#### [Texte cité]

------------

Le parc Westworld joue un rôle analogue dans la série. Il est rempli d’humains simulés et programmés et de paysages terraformés qui sont supposés libérer les visiteurs des contraintes de la morale, des limites de leur monde et ainsi glorifier la liberté (et le libéralisme) de l’humanité. Or, Westworld est surtout là pour cacher que le libre arbitre n’existe pas. Qu’aucun humain n’est libre. C’est d’ailleurs le but avoué de Ford, créateur du parc et de ses androïdes, qui voit dans la notion de conscience humaine la plus puissante des prisons : « I have come to think of so much of consciousness as a burden, a weight, and we have spared them that. Anxiety, self-loathing, guilt. The hosts are the ones who are free. Free here under my control. » (S01E07, 50 min 52 s). La troisième saison de la série va même jusqu’à révéler que le parc n’existe que dans le but de nourrir une intelligence artificielle en données sur les humains, dont le destin est ainsi écrit et contrôlé. Pour reprendre Baudrillard, ce monde est peuplé d’êtres asservis à des visiteurs libérés de toute morale pour cacher que le véritable asservissement est partout, en particulier dans le monde « réel », celui qu’habitent les visiteurs.
Westworld s’inscrit dans le troisième ordre de simulacres de Baudrillard. Après les simulacres naturels et les simulacres productifs, il y aurait les « simulacres de simulation, fondés sur l’information, le modèle, le jeu cybernétique » (1981: 177), qui ne font que
s’épuiser dans la résurrection « artificielle » des mondes « historiques », [qu’]essayer de reconstituer in vitro, jusque dans les moindres détails, les péripéties d’un monde antérieur, les événements, les personnages, les idéologies révolues, vidées de leur sens, de leur processus originel, mais hallucinants de vérité rétrospective. (179-180)
Difficile de ne pas voir là une évocation de Westworld et de son monde « historique » simulé et reconstitué dans les moindres détails du quotidien, mais un monde dénué de sens (ce que l’Homme en noir y cherchera en vain jusqu’à la mort), de substance. Il serait aisé de croire que le monde extérieur au parc, que l’on pourrait a priori qualifier de « réel » et que l’on voit à l’écran dans la troisième saison, est un signe que nous ne sommes pas dans l’hyperréalité décrite par Baudrillard, mais il n’en est rien. Il apparaît rapidement que ce monde n’est pas plus réel que la simulation; il n’en est pas la contrepartie, l’envers, mais simplement le prolongement. William demande d’ailleurs à l’hôtesse qui l’accueille : « Are you real? » et sa réponse le laisse songeur : « If you can’t tell, does it matter? » (S01É02, 5 min 10 s) Puis, devenu l’Homme en noir, il finit par affirmer que le parc lui a permis de comprendre que « this world is just like the one outside… a game. One to be fought, taken, won. » (S01É10, 37 min 32 s)

------------

#### [Matériel fourni]

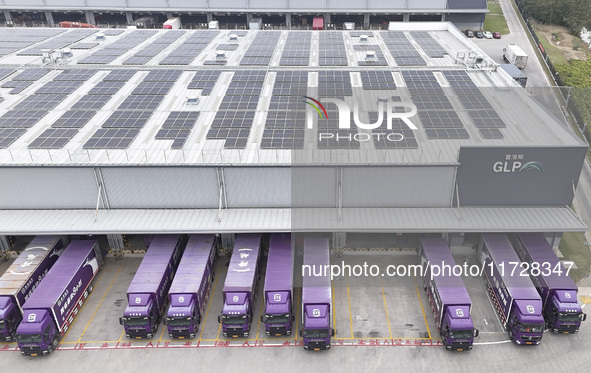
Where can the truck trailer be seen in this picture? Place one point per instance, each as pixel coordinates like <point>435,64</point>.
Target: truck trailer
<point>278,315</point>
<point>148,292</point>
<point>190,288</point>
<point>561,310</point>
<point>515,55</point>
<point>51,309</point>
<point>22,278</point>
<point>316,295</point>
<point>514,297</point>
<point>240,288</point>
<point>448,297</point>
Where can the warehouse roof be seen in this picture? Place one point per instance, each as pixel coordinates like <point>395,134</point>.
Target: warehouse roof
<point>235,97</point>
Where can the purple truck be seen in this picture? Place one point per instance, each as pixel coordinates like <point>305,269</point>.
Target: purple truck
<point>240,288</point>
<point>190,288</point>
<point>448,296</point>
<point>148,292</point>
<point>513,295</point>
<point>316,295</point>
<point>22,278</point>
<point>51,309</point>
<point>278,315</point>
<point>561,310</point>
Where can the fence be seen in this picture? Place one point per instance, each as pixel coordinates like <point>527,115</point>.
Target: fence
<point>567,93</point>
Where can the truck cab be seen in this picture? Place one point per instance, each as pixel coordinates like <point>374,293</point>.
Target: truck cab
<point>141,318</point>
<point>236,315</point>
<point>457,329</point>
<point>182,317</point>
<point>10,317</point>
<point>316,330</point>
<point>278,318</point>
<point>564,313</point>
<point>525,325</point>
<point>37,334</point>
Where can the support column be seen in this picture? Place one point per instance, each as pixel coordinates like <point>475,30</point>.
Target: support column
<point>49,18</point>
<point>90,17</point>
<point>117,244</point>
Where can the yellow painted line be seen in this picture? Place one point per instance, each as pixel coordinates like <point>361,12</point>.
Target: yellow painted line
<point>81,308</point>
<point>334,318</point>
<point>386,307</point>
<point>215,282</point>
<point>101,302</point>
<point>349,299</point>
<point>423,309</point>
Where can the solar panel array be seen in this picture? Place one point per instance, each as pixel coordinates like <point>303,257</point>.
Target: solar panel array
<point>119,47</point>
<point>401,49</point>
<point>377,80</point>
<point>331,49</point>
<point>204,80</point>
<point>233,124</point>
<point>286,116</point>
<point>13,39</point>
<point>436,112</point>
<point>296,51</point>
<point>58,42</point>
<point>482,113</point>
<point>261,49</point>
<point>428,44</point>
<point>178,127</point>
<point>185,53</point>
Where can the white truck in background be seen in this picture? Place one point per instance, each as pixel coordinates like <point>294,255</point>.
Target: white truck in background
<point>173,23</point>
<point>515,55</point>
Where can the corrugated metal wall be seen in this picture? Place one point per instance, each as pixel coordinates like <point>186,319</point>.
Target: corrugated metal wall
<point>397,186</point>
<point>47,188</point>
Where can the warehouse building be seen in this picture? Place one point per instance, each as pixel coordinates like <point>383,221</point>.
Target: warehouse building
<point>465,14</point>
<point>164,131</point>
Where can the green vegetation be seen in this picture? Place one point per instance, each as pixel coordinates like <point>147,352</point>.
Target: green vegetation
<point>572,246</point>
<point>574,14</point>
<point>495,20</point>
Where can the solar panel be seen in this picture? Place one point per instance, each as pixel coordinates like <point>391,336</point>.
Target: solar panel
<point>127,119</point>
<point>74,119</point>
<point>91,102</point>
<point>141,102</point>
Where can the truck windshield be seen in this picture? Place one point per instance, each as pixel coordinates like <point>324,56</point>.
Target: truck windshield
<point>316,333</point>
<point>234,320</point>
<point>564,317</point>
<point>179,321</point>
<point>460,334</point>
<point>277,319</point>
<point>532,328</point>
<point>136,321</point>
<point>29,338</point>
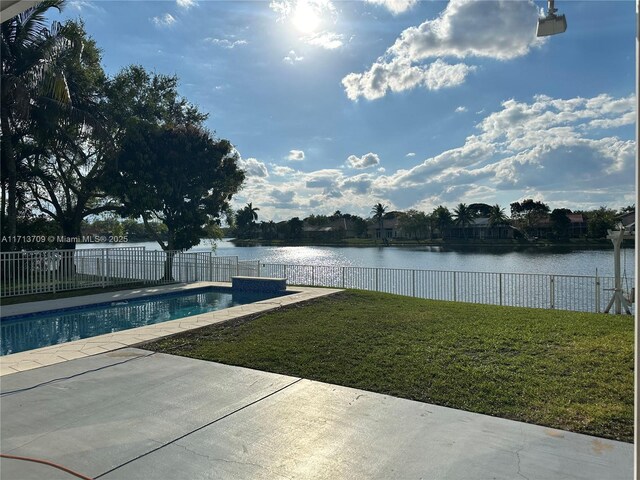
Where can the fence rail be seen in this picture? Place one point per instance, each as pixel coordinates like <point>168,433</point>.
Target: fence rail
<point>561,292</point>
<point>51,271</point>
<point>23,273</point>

------------

#### [Défis]
[1] Imprimez tout ce qui va, dans le texte sur Westworld, de « Westworld s’inscrit dans » jusqu'à « vérité rétrospective. (179-180) ».
[2] D'après le texte sur Westworld, dans quel but le parc existe-t-il selon la révélation de la troisième saison ?

#### [Réponses par tâche]
[1]
Westworld s’inscrit dans le troisième ordre de simulacres de Baudrillard. Après les simulacres naturels et les simulacres productifs, il y aurait les « simulacres de simulation, fondés sur l’information, le modèle, le jeu cybernétique » (1981: 177), qui ne font que
s’épuiser dans la résurrection « artificielle » des mondes « historiques », [qu’]essayer de reconstituer in vitro, jusque dans les moindres détails, les péripéties d’un monde antérieur, les événements, les personnages, les idéologies révolues, vidées de leur sens, de leur processus originel, mais hallucinants de vérité rétrospective. (179-180)

[2] Pour nourrir une intelligence artificielle en données sur les humains.